◆ WORK TO COMPLETE
Extract the full set of records, then give each one again exactly.

==================================================

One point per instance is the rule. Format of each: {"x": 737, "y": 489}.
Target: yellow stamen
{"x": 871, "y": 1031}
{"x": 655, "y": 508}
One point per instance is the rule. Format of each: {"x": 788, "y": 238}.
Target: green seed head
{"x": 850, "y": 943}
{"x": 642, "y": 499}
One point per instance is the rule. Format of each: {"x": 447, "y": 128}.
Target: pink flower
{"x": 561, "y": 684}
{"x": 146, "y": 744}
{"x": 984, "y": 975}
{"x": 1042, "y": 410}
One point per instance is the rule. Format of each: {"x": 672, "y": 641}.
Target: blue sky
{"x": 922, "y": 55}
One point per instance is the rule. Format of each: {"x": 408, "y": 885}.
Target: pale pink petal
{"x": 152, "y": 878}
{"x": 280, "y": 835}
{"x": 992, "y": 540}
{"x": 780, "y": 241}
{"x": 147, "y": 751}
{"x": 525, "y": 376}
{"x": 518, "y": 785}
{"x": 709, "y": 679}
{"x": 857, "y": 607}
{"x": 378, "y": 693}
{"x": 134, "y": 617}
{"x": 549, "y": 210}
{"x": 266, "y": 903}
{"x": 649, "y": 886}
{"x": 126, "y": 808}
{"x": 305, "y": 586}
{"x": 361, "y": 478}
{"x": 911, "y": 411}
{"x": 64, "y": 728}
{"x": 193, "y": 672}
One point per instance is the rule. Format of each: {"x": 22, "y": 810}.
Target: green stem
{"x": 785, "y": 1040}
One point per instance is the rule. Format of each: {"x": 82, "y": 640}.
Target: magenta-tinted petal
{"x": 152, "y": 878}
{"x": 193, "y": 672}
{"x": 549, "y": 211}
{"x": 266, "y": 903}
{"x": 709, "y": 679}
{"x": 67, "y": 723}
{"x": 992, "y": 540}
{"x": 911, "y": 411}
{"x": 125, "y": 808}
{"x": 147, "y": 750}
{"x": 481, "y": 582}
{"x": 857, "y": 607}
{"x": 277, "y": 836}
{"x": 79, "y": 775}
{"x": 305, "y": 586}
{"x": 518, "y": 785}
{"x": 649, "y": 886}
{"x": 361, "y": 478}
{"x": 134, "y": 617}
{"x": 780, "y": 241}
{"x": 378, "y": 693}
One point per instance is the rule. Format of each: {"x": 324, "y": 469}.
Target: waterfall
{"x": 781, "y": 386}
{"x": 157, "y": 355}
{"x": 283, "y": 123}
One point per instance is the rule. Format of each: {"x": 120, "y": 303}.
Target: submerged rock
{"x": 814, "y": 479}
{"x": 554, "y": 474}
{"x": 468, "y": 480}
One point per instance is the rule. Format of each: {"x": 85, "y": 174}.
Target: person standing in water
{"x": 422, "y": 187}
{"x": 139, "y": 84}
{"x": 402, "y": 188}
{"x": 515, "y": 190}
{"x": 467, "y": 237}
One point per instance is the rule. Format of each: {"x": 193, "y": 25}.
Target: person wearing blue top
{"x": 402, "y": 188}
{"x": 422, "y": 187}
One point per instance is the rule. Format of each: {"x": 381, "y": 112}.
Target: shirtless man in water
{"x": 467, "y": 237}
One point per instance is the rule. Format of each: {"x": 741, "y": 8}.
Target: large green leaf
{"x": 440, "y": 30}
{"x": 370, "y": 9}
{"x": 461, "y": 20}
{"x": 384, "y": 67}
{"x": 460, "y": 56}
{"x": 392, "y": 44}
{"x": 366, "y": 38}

==================================================

◆ EXPECTED ANSWER
One point per instance is the rule. Format of each: {"x": 737, "y": 489}.
Target: yellow stamen
{"x": 871, "y": 1031}
{"x": 655, "y": 508}
One point per instance is the rule. Format of each: {"x": 788, "y": 238}.
Target: green seed head
{"x": 850, "y": 943}
{"x": 642, "y": 499}
One point per instance is the rule. Format of each: {"x": 447, "y": 128}.
Target: pink flower
{"x": 561, "y": 684}
{"x": 146, "y": 744}
{"x": 984, "y": 975}
{"x": 1042, "y": 410}
One point per instance is the rule. Format of each: {"x": 672, "y": 641}.
Target: blue sky
{"x": 922, "y": 55}
One point per instance is the rule. Format of each: {"x": 408, "y": 885}.
Target: pale pink petal
{"x": 152, "y": 878}
{"x": 280, "y": 835}
{"x": 992, "y": 540}
{"x": 780, "y": 241}
{"x": 147, "y": 751}
{"x": 525, "y": 376}
{"x": 518, "y": 785}
{"x": 709, "y": 679}
{"x": 857, "y": 607}
{"x": 378, "y": 693}
{"x": 134, "y": 617}
{"x": 549, "y": 210}
{"x": 266, "y": 903}
{"x": 649, "y": 886}
{"x": 126, "y": 808}
{"x": 305, "y": 586}
{"x": 361, "y": 478}
{"x": 911, "y": 411}
{"x": 64, "y": 728}
{"x": 193, "y": 672}
One point per instance is the rule. Format of each: {"x": 22, "y": 810}.
Target: green stem
{"x": 785, "y": 1040}
One point per instance is the rule. Format of each: {"x": 82, "y": 640}.
Target: magenta-tinted petal
{"x": 152, "y": 878}
{"x": 193, "y": 672}
{"x": 549, "y": 211}
{"x": 266, "y": 903}
{"x": 709, "y": 679}
{"x": 67, "y": 723}
{"x": 992, "y": 540}
{"x": 911, "y": 411}
{"x": 125, "y": 808}
{"x": 147, "y": 750}
{"x": 481, "y": 582}
{"x": 857, "y": 607}
{"x": 277, "y": 836}
{"x": 79, "y": 775}
{"x": 305, "y": 586}
{"x": 518, "y": 785}
{"x": 649, "y": 886}
{"x": 361, "y": 478}
{"x": 134, "y": 617}
{"x": 780, "y": 241}
{"x": 378, "y": 693}
One point per instance is the rule. Format of each: {"x": 324, "y": 469}.
Target: waterfall
{"x": 781, "y": 386}
{"x": 157, "y": 355}
{"x": 283, "y": 123}
One point per instance is the rule. Format of each: {"x": 120, "y": 303}.
Target: submerged rock
{"x": 814, "y": 479}
{"x": 554, "y": 474}
{"x": 468, "y": 480}
One point per instance is the rule. Format of each: {"x": 85, "y": 174}.
Target: person standing in water
{"x": 422, "y": 187}
{"x": 139, "y": 84}
{"x": 402, "y": 188}
{"x": 515, "y": 190}
{"x": 467, "y": 237}
One point per instance is the rule. Format of each: {"x": 193, "y": 25}.
Target: person wearing blue top
{"x": 402, "y": 188}
{"x": 422, "y": 187}
One point per instance is the rule. Format of each: {"x": 381, "y": 112}.
Target: shirtless man in water
{"x": 467, "y": 237}
One point per instance is the rule. Format of each: {"x": 741, "y": 8}.
Target: large green leaf
{"x": 440, "y": 30}
{"x": 370, "y": 9}
{"x": 461, "y": 20}
{"x": 384, "y": 67}
{"x": 460, "y": 56}
{"x": 392, "y": 44}
{"x": 366, "y": 38}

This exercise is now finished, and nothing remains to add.